Extract each line of the records below that contains the word "Target".

--- Dataset records Enclosed Below ---

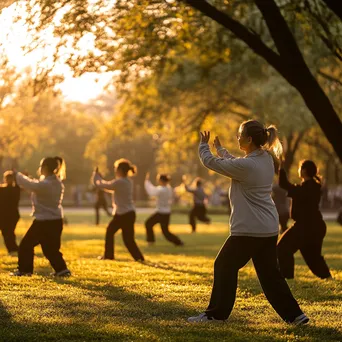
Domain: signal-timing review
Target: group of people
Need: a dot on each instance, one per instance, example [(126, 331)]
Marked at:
[(254, 220)]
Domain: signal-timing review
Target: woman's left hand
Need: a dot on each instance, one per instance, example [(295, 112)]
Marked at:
[(205, 137)]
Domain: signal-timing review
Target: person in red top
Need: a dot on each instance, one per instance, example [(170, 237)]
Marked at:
[(309, 229), (9, 211)]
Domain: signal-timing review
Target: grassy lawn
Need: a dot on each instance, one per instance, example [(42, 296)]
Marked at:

--- End of Enclosed Dataset records ---

- **Task output**
Target: group of people
Target: woman's left hand
Target: person in red top
Target: grassy lawn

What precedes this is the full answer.